== Supplied text ==
☆ ☆ ☆ ☆

When Austin's men started moving down the Brzaos River to Velasco (now Freeport), Father Muldoon went with them. They planned to sail from Velasco to Anahuac. When they reached the fort at Velasco, the local commander refused passage. In an attempt to keep the peace, Father Muldoon went into the fort and talked to the commander, Domingo de Ugartachea. Father Muldoon's efforts were wasted because he returned with a haughty message from the commander declaring " 10,000 riflemen could not dislodge him from his position."

.........................................The Mexican Fort at Velasco>

On June 26, the Texans attacked the well fortified Mexicans. The attack was two pronged. Captain William I. Russell led a force of forty Texans aboard a schooner. They blasted at the fort from the river with a piece of light artillery they brought with them aboard the schooner while John Austin's men attacked from the land side. The fighting lasted overnight with the Mexicans showing a white flag in the morning. The Mexicans lost thirty five men killed and fifteen men wounded. Texan losses were seven dead and twenty seven wounded. Those who fought at Velasco are listed in Appendix V., F., 4. Use this link to go there and the Browser BACK to return to this page.

Meanwhile events at Anahuac ended more peaceably. The commander at the garrison at Nacogdoches, Colonel Jose Piedras, sent Peter Bean to allay the Indians and began a march to assist Anahuac. Some of Johnson's men met him and explained the colonist's reaction to Bradburns actions and their support of the Consitution of 1824 and of Santa Anna. Colonel Piedras, though a Centralist, agreed with the colonists regarding Bradburns overly brusque manner. When Colonel Piedras got to Anahuac he had the prisoners released. Bradburn resigned and went back to Mexico.

After the events at Anahuac, Doctor GeorgeM. Patrick and one or two others endeavored to take control of the Mexican Government's custom house at Galveston. They left Anahuac and took possession of the building when they arrived in Galveston. They found nothing of any value in the building and abandoned it.

Mexican authorities were not pleased with events in Texas. Colonel Piedras knew well how the situation was and wrote it into an official report:

The present political situation is in a very precarious situation and surrounded by many difficulties owing to internal convulsions, our national treasury is drained and our troops are actually engagd in checking Santa Anna's revolutionary movements s there is no hope for us to recieve assistance. The situation of all military posts in the Departmentare much exposed, and being short of men and money, and being scattered over such a vast extent of territory, that it is impossible for them, not withstanding the greatest exhertions, to lend assistance to one another.

☆ ☆ ☆ ☆

== Problem ==
Please list every casualty figure the passage on Velasco and Anahuac gives for the fighting at Velasco, stating which side and which kind of loss each belongs to. The listing that follows has no connection to the passage on Velasco and Anahuac.

☆ ☆ ☆ ☆

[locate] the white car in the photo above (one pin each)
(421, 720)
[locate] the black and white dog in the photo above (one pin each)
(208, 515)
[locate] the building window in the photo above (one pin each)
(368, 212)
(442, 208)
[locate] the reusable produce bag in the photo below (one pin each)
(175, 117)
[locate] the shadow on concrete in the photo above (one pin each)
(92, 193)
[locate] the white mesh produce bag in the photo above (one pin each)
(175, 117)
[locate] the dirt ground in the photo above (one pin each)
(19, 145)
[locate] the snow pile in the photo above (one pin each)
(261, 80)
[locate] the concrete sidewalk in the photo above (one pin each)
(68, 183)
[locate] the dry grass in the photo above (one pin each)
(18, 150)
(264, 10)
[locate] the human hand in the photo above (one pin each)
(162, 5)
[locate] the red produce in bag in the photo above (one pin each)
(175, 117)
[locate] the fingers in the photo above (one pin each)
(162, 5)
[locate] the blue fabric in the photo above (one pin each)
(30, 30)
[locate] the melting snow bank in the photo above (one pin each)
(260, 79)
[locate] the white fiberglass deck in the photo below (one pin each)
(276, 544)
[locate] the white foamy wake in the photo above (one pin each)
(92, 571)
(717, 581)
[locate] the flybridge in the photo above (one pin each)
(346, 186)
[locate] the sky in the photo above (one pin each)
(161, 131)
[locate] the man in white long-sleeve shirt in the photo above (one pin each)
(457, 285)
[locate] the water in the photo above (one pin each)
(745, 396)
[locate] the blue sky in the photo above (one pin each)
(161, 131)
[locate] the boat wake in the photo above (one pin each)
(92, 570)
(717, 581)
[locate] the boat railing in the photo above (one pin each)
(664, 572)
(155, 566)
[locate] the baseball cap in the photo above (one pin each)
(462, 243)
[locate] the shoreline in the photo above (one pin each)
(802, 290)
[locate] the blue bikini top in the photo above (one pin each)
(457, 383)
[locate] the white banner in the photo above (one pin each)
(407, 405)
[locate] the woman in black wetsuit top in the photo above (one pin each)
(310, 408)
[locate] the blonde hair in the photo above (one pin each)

☆ ☆ ☆ ☆

== Solution to this problem ==
- Mexicans killed: thirty five
- Mexicans wounded: fifteen
- Texans dead: seven
- Texans wounded: twenty seven